= Exercise objective =
Copy the rows below, swapping every "helmet face mask" for "goalie mask" and leaving everything else unchanged.

======== Raw data ========

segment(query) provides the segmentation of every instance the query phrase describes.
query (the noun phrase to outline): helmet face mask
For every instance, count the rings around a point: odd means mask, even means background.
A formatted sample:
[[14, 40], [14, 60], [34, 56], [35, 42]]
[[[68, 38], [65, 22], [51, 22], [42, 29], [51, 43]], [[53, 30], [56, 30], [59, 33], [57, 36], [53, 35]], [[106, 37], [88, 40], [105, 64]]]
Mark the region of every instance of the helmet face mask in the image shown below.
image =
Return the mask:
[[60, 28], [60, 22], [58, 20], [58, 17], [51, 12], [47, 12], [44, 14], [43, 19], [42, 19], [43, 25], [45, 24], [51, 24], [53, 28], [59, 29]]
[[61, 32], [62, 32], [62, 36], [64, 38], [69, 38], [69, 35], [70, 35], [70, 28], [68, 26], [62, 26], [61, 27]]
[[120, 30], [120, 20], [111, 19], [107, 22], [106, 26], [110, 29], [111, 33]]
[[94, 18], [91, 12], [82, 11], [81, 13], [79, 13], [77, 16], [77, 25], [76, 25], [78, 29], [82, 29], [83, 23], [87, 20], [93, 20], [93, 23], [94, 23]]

========

= Result of this task =
segment(query) provides the segmentation of every instance the query phrase describes.
query (the noun phrase to outline): goalie mask
For every instance, count the rings around a point: odd means mask, even means background.
A formatted sample:
[[14, 40], [14, 60], [34, 56], [35, 42]]
[[[68, 38], [65, 22], [51, 22], [42, 29], [51, 43]], [[53, 30], [56, 30], [59, 33], [57, 36], [53, 35]], [[106, 37], [88, 40], [105, 64]]]
Mark the region of every instance of the goalie mask in the image shown below.
image =
Return the mask:
[[60, 28], [60, 22], [58, 20], [58, 17], [51, 12], [47, 12], [44, 14], [43, 19], [42, 19], [43, 25], [45, 24], [51, 24], [53, 28], [59, 29]]
[[61, 32], [62, 32], [62, 36], [64, 38], [69, 38], [69, 35], [70, 35], [70, 28], [68, 26], [62, 26], [61, 27]]
[[120, 30], [120, 20], [111, 19], [107, 22], [106, 26], [110, 29], [111, 33]]
[[94, 18], [91, 12], [82, 11], [81, 13], [79, 13], [77, 16], [77, 25], [76, 25], [78, 29], [82, 29], [83, 23], [87, 20], [93, 20], [93, 23], [94, 23]]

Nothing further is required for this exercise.